DESCRIPTION OF THE TASK: Copy each line in the data that includes the word "sign".

TASK INPUTS:
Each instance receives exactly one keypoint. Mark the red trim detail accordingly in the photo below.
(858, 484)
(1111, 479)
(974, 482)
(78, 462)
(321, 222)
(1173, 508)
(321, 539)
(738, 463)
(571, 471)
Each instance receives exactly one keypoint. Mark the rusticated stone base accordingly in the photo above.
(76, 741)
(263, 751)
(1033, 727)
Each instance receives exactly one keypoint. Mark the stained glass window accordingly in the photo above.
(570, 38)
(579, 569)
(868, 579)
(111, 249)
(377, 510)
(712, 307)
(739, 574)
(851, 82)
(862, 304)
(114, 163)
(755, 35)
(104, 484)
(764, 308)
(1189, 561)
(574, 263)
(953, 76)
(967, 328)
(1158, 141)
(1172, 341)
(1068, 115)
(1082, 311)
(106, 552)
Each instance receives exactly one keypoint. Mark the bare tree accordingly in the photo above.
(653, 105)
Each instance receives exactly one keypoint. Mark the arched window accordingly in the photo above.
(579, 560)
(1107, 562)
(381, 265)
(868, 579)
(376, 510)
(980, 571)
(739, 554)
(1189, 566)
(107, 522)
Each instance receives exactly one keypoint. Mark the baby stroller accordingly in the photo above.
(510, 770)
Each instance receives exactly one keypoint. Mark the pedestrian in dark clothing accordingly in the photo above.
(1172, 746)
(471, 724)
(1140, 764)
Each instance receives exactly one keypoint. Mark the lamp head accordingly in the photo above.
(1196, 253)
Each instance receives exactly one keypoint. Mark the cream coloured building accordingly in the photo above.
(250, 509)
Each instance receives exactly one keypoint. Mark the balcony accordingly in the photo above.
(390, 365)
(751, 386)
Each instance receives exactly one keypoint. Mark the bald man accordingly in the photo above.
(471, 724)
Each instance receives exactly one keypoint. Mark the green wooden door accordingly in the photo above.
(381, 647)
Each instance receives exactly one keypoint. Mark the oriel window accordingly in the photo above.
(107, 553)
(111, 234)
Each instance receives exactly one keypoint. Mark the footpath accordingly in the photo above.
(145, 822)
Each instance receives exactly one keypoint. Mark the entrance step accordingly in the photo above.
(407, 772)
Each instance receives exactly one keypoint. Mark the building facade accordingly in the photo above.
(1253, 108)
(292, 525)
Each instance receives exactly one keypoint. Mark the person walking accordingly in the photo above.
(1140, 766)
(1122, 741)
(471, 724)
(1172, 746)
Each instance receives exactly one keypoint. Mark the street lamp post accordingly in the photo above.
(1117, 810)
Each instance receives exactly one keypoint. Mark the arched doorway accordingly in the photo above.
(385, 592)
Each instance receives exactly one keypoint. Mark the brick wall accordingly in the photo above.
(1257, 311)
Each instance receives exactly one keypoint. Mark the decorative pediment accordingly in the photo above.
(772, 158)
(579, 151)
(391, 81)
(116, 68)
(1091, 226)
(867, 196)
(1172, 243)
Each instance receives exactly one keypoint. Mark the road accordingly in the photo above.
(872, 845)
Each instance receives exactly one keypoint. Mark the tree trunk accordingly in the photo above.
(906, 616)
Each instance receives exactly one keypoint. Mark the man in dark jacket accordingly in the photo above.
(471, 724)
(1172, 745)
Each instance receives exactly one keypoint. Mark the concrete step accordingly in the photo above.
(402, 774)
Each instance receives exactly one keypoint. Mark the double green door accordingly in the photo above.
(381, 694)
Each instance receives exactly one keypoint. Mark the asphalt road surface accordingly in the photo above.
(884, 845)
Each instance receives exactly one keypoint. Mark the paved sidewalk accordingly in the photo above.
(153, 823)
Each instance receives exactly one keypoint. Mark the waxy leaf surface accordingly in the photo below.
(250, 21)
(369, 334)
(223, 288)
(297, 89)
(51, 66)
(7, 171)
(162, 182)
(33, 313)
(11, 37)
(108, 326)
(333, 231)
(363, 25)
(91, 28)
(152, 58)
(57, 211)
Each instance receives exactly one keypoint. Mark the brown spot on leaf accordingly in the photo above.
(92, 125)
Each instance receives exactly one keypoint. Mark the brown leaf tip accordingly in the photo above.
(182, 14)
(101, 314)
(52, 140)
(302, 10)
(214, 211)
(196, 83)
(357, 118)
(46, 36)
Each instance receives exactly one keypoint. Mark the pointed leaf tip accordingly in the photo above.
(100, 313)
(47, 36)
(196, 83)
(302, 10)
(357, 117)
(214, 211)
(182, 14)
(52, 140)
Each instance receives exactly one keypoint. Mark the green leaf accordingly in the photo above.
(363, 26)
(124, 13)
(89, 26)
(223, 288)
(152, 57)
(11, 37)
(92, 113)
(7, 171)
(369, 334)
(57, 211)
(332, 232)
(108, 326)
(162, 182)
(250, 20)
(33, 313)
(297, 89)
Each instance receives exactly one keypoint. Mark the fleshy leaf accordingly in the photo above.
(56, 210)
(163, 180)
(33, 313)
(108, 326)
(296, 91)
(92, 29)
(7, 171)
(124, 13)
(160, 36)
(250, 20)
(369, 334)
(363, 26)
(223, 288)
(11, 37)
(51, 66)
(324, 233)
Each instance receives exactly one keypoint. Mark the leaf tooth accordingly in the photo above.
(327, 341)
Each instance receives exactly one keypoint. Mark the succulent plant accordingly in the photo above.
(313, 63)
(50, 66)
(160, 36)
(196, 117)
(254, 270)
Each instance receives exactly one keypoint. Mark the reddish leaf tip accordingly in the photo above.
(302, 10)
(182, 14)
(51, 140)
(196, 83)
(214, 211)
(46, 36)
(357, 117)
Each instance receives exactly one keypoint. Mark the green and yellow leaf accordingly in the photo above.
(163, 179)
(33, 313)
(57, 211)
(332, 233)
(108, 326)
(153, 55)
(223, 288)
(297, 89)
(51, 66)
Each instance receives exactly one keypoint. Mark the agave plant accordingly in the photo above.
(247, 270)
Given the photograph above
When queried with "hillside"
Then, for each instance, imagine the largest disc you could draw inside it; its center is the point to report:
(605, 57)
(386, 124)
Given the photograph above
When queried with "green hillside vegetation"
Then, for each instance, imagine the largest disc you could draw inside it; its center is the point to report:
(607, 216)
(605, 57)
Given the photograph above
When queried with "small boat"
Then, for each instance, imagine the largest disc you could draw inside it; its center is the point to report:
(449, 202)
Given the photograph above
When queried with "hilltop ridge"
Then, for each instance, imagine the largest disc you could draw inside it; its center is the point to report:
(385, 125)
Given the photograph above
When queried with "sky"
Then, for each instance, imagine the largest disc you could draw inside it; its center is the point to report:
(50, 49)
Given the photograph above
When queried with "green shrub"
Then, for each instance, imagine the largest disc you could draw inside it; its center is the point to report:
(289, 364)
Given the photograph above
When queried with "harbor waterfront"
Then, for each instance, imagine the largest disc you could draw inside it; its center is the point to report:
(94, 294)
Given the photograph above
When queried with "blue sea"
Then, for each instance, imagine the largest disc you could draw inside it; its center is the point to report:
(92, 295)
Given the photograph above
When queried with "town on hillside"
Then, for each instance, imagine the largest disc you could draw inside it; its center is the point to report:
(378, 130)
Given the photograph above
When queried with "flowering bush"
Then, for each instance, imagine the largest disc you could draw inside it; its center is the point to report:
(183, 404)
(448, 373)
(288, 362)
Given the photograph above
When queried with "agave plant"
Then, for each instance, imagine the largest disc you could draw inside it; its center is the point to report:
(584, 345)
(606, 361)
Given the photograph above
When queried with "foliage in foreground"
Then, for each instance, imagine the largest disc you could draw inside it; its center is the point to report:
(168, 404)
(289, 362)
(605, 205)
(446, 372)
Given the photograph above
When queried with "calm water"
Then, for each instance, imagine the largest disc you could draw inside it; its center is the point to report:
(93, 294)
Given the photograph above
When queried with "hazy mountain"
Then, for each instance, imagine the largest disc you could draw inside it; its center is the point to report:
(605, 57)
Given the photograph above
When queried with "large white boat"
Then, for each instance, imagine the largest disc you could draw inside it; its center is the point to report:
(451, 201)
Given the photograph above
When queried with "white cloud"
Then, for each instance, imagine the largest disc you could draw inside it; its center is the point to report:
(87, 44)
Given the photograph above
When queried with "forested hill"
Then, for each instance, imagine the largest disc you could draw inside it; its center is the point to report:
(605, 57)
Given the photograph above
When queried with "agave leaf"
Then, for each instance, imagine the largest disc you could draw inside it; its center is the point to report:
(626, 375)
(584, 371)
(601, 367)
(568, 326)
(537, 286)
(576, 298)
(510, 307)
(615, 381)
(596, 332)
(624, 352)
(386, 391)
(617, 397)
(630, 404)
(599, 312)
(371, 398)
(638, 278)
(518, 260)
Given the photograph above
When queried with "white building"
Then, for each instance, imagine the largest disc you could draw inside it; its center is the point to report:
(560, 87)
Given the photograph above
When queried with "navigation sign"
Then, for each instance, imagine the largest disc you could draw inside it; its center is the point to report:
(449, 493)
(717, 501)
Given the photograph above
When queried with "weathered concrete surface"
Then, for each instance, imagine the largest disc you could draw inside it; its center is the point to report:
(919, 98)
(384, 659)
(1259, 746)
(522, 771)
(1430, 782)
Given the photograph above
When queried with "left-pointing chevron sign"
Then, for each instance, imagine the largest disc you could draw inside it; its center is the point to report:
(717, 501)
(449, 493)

RESPONSE BOX:
When queried with "navigation sign"
When queried with "left-pointing chevron sign"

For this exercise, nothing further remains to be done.